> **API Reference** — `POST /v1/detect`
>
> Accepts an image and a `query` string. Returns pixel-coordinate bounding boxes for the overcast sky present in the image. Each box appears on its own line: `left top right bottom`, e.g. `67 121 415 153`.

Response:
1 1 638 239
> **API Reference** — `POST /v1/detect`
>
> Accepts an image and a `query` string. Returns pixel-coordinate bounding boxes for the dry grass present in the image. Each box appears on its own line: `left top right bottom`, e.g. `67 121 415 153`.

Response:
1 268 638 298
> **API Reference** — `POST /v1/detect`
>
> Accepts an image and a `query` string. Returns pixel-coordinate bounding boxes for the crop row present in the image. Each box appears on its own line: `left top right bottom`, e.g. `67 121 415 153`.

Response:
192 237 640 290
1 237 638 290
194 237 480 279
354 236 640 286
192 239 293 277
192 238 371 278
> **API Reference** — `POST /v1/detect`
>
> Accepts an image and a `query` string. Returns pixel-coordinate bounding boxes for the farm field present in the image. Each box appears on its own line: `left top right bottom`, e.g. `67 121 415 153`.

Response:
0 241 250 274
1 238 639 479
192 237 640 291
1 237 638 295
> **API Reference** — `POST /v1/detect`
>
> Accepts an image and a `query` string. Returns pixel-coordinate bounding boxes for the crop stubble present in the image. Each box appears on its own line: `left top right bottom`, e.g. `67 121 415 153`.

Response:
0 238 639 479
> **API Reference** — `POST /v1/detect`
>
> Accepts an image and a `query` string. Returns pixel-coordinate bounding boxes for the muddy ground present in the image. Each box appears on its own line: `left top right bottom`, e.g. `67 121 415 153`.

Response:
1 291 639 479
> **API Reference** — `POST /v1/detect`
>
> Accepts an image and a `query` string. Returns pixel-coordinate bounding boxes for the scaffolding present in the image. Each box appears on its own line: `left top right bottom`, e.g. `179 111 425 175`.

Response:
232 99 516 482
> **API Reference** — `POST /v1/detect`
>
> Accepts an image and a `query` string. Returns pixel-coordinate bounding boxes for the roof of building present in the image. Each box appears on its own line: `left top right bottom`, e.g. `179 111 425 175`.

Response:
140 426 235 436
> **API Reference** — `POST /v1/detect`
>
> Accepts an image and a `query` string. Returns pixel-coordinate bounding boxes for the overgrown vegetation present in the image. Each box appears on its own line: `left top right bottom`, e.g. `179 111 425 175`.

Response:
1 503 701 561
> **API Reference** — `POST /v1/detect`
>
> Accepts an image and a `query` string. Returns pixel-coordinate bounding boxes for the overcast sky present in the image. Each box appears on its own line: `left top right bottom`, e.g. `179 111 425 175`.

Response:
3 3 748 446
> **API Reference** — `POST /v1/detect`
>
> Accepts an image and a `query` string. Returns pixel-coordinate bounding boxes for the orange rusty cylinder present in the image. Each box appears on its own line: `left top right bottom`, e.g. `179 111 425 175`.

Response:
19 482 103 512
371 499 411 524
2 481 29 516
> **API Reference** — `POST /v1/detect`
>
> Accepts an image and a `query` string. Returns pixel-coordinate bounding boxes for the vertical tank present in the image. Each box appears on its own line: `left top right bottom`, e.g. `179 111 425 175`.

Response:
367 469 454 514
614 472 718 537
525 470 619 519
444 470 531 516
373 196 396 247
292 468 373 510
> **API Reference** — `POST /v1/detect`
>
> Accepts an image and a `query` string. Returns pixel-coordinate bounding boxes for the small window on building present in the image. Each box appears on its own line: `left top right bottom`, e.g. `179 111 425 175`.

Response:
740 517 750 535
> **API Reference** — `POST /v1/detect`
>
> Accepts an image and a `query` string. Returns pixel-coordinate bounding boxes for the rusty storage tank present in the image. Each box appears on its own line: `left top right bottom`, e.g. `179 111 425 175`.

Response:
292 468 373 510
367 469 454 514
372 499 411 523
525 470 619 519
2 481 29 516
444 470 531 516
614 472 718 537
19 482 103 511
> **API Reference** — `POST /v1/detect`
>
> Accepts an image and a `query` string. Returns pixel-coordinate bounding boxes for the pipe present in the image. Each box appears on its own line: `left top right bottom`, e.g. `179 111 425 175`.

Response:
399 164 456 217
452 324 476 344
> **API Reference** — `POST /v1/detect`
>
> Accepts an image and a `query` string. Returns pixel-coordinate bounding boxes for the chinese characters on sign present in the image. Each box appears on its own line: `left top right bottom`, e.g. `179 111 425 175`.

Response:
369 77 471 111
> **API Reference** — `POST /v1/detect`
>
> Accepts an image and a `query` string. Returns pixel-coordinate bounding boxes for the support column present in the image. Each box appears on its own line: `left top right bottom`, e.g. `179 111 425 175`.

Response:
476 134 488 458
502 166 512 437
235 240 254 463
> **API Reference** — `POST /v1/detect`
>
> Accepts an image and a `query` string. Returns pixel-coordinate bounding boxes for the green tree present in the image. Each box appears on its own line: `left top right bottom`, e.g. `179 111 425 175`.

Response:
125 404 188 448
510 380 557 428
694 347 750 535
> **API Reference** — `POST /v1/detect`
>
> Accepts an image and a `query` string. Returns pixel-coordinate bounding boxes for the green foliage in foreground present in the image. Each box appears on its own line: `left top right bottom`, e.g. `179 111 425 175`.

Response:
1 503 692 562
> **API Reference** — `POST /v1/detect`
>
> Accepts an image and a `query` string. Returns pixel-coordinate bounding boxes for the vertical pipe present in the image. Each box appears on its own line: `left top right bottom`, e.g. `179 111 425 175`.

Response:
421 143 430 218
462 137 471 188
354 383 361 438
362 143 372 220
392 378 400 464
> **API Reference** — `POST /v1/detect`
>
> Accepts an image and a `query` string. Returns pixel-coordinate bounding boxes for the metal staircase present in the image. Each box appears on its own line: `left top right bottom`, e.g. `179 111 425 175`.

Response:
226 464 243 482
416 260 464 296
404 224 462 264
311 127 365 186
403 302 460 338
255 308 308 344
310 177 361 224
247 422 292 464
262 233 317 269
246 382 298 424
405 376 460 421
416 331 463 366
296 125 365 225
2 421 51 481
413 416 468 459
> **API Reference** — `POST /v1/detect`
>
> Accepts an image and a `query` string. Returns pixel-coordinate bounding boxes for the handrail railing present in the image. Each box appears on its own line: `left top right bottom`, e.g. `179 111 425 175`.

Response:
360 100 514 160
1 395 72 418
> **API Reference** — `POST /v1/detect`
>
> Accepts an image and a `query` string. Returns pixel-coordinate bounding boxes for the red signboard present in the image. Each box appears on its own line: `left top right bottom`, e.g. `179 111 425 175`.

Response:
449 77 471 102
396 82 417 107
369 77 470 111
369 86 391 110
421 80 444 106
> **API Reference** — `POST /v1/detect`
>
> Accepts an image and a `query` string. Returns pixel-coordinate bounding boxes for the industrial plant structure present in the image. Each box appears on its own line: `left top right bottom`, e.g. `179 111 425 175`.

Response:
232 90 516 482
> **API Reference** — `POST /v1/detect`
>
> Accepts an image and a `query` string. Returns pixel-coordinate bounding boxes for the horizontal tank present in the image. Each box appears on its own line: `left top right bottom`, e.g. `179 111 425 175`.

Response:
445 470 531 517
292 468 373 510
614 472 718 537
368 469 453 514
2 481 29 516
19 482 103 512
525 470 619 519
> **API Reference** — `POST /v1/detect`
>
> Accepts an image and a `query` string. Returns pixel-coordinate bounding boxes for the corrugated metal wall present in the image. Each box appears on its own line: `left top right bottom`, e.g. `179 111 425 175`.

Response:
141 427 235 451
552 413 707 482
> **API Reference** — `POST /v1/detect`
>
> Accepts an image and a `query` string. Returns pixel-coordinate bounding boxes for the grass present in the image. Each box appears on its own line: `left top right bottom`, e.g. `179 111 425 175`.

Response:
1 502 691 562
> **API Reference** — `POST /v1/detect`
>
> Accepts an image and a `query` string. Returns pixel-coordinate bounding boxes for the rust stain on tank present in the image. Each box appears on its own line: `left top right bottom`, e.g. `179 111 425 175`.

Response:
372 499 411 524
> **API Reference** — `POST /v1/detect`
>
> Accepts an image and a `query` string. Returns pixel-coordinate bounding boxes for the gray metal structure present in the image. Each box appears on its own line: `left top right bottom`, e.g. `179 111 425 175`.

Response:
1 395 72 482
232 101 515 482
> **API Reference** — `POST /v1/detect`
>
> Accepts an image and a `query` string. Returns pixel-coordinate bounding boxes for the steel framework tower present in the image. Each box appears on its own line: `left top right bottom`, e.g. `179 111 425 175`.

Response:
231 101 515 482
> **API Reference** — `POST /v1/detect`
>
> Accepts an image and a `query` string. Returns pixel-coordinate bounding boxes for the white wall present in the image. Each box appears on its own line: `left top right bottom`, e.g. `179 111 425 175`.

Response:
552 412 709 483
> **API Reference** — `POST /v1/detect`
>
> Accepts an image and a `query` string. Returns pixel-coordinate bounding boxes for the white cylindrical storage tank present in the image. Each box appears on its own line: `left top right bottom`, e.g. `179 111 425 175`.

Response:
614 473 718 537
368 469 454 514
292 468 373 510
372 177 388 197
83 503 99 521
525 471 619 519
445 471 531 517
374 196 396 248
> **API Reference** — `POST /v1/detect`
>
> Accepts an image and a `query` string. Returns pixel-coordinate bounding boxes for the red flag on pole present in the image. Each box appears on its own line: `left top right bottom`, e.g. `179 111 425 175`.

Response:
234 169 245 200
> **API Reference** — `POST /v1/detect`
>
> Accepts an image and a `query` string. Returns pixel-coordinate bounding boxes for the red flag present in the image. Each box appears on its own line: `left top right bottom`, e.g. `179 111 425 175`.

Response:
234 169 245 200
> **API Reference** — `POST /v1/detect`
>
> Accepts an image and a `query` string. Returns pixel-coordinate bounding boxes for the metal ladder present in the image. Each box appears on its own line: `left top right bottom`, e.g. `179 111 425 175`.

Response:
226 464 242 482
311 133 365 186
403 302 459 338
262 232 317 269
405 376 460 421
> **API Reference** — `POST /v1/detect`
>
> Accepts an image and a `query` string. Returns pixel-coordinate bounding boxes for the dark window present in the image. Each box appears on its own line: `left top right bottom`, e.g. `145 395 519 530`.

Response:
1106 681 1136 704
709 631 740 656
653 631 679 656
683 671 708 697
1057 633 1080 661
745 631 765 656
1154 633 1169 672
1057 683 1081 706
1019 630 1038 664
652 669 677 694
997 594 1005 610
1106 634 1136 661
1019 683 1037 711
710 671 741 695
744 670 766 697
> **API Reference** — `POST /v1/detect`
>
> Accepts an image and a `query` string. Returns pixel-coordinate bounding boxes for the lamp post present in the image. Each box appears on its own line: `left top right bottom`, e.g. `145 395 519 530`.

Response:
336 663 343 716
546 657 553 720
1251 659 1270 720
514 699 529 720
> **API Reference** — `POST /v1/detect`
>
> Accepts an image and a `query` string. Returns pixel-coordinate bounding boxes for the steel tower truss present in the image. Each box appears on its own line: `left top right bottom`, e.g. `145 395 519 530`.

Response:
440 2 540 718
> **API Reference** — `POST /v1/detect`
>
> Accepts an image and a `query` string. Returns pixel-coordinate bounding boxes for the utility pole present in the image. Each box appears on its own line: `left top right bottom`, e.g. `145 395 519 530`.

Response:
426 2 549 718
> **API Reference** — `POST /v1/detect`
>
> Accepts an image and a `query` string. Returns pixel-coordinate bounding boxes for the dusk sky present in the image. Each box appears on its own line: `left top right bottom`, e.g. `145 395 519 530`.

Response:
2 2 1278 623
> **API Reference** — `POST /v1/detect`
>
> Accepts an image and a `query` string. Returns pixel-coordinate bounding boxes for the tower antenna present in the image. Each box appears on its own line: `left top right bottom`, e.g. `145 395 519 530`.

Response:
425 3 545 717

* EXERCISE INSTRUCTIONS *
The answer must be a single number: how many lines above contain the word "flag".

* REPLY TO THE TASK *
2